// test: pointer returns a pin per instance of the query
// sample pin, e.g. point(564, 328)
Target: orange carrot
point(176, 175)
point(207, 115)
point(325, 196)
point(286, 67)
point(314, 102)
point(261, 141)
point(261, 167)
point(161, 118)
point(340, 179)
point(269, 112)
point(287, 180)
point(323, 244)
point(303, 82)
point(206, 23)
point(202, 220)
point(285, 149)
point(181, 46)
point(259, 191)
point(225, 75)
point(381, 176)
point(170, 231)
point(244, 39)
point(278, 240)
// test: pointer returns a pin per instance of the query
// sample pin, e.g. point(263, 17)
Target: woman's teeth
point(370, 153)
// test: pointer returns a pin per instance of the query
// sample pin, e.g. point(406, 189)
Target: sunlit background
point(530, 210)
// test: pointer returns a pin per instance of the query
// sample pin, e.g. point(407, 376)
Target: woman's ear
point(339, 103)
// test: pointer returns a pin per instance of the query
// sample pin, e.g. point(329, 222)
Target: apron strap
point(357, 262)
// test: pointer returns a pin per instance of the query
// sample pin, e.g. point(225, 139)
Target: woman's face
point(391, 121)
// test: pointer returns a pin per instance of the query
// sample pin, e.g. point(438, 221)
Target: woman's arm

============

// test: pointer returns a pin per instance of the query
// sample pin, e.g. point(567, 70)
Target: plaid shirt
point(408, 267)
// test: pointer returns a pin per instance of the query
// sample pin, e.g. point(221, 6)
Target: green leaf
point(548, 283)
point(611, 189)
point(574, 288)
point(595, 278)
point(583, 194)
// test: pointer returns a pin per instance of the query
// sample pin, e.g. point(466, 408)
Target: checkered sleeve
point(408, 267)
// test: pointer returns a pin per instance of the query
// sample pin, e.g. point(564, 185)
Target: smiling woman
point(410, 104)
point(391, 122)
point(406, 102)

============

**Exercise objective**
List each row above that contains the string "woman", copied in full. Matching is case-sensitive.

**Result of the task**
Target: woman's teeth
Target: woman's ear
Target: woman's face
Target: woman's arm
Target: smiling woman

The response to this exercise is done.